[PROBLEM SET]
- a) Transcribe the passage of the forum thread about the missing side light lens that opens with the words containing "## bid (Sep" and closes with "them a ring.".
- b) List every distinct web address that appears in the forum thread about the missing side light lens, giving each address only once.

[EXTRACT PROVIDED]
# B544 2002 high level front side light



## LittleGreyCat (Jun 22, 2008)

We have just noticed that the lens of the near side high level side light (white front/red back) is missing.

It looks as though it has caught on a branch or similar as one of the pegs which holds the screws is broken off.

So I need the base and screws as well as the lens.

Any sources apart from Hymer UK?

Cheers

LGC


----------



## bid (Sep 19, 2005)

We needed two for our 1998 Hymer B584 and got them from www.caravan-components.co.uk and they cost a lot less than Hymer UK wanted. Give them a ring.

Good luck


----------



## LittleGreyCat (Jun 22, 2008)

*Hella 7R0131407*

Just taken the other lens off and it is marked Hella 7R0131407.

Can't find that one on the site linked above, but I have emailed them


----------



## spatz1 (May 19, 2011)

4 euro....

http://screencast.com/t/sWSkpRBXhOP

staff look helpful :lol: :lol: :lol:

http://screencast.com/t/2Vnp2KsSZt


----------



## LittleGreyCat (Jun 22, 2008)

spatz1 said:


> 4 euro....
> 
> http://screencast.com/t/sWSkpRBXhOP
> 
> ...


That looks to be the one.

Now all I need is a site which sells it.....

(Point annotations for photos)
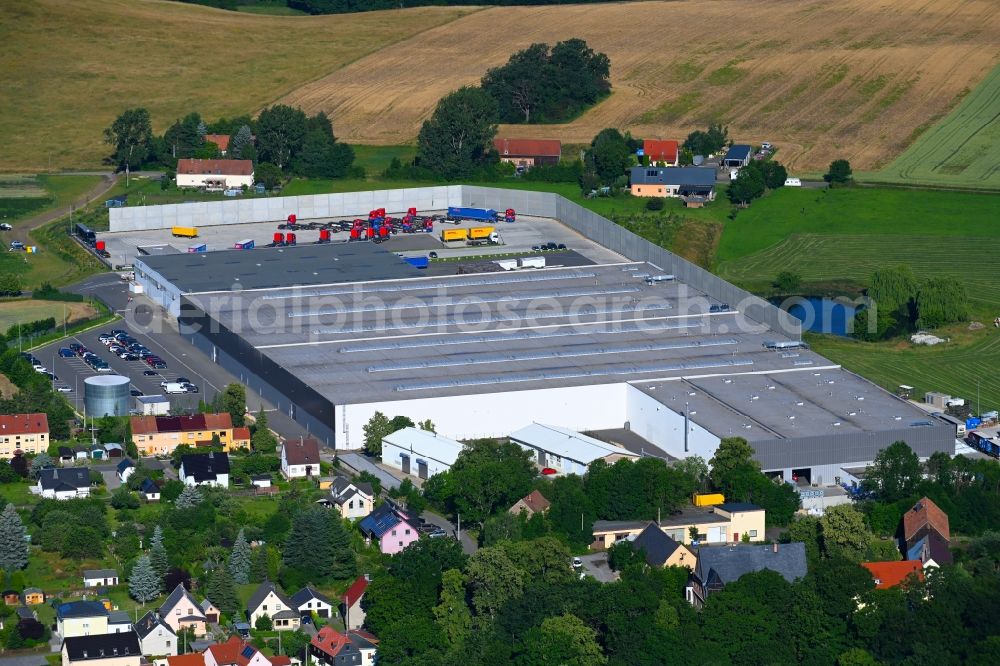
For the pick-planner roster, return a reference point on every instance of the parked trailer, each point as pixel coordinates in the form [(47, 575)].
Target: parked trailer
[(482, 214), (983, 443), (448, 235)]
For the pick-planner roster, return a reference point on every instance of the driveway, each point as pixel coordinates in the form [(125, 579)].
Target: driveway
[(596, 566)]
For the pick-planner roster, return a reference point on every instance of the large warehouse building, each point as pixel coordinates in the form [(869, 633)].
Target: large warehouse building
[(333, 333)]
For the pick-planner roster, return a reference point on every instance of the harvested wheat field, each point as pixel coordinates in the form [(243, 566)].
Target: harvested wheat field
[(68, 67), (850, 79)]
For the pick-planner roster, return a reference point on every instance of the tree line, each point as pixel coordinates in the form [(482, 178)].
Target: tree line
[(282, 141)]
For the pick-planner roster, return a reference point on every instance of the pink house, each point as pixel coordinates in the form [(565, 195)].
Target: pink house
[(390, 527)]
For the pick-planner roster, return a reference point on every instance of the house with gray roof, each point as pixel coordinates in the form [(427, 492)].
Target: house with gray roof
[(156, 637), (720, 565), (648, 181)]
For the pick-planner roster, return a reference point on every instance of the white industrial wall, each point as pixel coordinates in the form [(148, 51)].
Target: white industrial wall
[(273, 209), (494, 414), (662, 426)]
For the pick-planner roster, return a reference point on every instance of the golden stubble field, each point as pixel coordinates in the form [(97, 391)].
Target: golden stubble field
[(68, 67), (854, 78)]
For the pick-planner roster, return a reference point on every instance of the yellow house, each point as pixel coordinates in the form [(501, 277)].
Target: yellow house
[(121, 649), (160, 435), (725, 523), (23, 432)]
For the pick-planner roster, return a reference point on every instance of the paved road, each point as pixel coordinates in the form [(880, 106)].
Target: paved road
[(360, 463)]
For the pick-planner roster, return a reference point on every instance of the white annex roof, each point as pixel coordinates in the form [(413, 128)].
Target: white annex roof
[(425, 443), (567, 443)]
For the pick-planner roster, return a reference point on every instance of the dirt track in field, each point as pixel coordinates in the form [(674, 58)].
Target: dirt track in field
[(853, 79)]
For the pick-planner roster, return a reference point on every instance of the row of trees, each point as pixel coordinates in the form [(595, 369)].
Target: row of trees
[(281, 141), (901, 303)]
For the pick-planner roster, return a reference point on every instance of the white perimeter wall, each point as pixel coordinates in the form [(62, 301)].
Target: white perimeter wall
[(494, 414), (273, 209), (664, 427)]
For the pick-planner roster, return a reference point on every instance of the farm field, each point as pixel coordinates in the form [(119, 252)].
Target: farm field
[(22, 311), (851, 79), (68, 68), (963, 150)]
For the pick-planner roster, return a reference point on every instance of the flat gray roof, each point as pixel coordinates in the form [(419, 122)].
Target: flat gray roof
[(466, 334), (267, 267)]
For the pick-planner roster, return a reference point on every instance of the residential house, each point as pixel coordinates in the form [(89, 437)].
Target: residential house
[(526, 153), (125, 469), (419, 452), (149, 490), (661, 152), (924, 518), (532, 503), (28, 433), (181, 611), (718, 566), (309, 601), (931, 550), (205, 469), (350, 603), (119, 621), (220, 140), (102, 650), (211, 611), (300, 459), (33, 596), (673, 182), (331, 648), (214, 174), (353, 499), (63, 483), (662, 551), (390, 528), (891, 574), (235, 652), (189, 659), (160, 435), (81, 618), (738, 156), (100, 577), (564, 450), (156, 638), (268, 600), (725, 523)]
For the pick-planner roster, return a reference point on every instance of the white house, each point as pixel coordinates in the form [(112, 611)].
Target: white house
[(419, 452), (205, 469), (267, 600), (214, 174), (300, 459), (64, 483), (156, 637), (565, 450), (353, 499), (100, 578)]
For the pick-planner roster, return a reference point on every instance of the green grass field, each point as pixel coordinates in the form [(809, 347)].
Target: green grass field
[(963, 150)]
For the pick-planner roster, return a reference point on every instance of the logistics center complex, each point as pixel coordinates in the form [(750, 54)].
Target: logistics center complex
[(648, 343)]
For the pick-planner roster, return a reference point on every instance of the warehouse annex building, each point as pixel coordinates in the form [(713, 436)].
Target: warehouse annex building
[(333, 333)]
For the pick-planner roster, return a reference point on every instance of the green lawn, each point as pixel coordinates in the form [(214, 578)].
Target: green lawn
[(963, 150)]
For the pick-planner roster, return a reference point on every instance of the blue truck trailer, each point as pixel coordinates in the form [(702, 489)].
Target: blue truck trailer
[(480, 214)]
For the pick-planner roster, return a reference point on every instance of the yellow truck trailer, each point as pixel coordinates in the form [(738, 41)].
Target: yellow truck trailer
[(477, 233), (448, 235), (708, 499)]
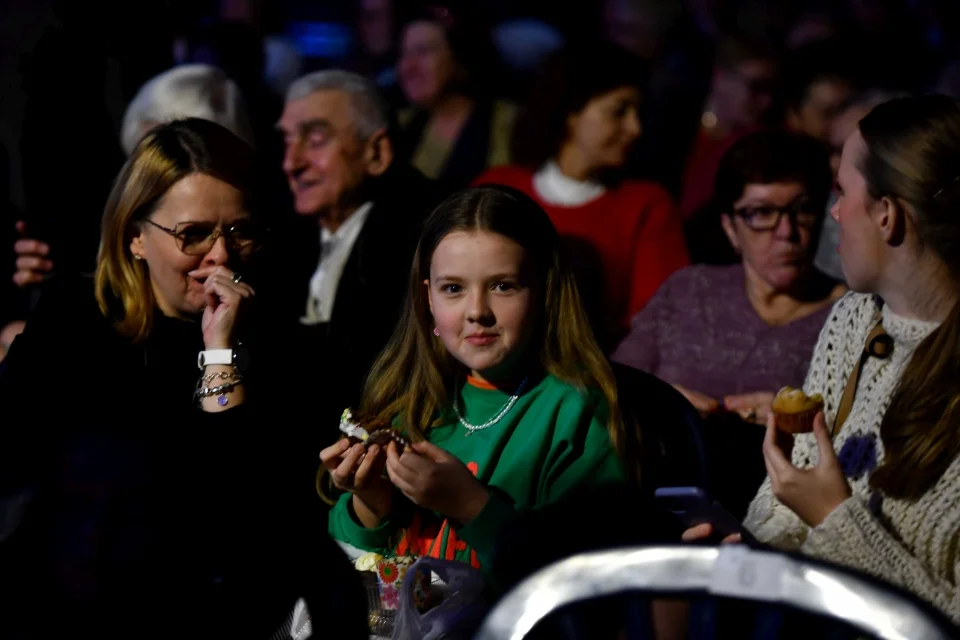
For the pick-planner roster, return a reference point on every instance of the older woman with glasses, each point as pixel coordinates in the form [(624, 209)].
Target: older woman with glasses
[(159, 500), (729, 337)]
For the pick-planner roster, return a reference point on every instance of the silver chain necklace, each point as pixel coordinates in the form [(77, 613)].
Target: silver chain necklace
[(471, 428)]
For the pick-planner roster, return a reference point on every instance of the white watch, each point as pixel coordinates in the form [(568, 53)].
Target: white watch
[(215, 356)]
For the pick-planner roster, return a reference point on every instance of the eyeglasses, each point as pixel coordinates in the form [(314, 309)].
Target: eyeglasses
[(197, 238), (768, 218)]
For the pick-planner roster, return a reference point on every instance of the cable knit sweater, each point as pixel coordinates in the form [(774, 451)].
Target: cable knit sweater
[(912, 544)]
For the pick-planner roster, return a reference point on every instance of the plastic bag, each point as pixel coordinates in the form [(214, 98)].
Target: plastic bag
[(459, 614)]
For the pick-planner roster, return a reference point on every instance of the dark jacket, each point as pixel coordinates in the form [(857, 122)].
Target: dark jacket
[(336, 356), (148, 513)]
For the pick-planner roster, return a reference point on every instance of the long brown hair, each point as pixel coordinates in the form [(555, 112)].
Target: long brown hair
[(913, 156), (415, 375), (165, 156)]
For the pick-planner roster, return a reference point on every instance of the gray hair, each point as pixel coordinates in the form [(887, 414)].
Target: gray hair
[(186, 91), (370, 112)]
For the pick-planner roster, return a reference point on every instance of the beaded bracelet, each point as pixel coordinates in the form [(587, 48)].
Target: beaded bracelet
[(221, 390), (222, 375)]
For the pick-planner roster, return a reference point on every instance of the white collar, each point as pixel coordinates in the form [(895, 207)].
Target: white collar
[(351, 226), (558, 189)]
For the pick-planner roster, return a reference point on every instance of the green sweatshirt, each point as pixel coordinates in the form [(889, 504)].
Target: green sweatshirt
[(554, 440)]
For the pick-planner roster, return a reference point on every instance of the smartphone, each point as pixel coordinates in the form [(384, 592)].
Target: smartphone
[(693, 507)]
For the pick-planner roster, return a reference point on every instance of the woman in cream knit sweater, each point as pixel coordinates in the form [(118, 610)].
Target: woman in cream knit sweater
[(882, 495)]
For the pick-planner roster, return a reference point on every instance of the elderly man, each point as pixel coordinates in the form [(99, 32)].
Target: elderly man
[(359, 214)]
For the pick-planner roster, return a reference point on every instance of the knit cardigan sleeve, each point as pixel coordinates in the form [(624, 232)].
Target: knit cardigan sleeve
[(856, 534), (768, 519), (852, 535)]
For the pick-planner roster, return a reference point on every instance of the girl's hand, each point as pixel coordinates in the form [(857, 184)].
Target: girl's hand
[(704, 531), (226, 300), (810, 493), (359, 470), (752, 407), (436, 480)]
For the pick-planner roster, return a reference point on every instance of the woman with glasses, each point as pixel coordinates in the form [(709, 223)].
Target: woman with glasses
[(729, 337), (158, 496)]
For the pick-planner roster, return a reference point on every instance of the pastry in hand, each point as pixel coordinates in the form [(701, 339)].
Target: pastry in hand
[(372, 433), (795, 410)]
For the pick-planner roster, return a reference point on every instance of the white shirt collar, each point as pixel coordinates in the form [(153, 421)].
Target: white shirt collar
[(335, 249), (558, 189)]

[ANSWERS TO THE EXERCISES]
- a)
## bid (Sep 19, 2005)

We needed two for our 1998 Hymer B584 and got them from www.caravan-components.co.uk and they cost a lot less than Hymer UK wanted. Give them a ring.

- b)
- www.caravan-components.co.uk
- http://screencast.com/t/sWSkpRBXhOP
- http://screencast.com/t/2Vnp2KsSZt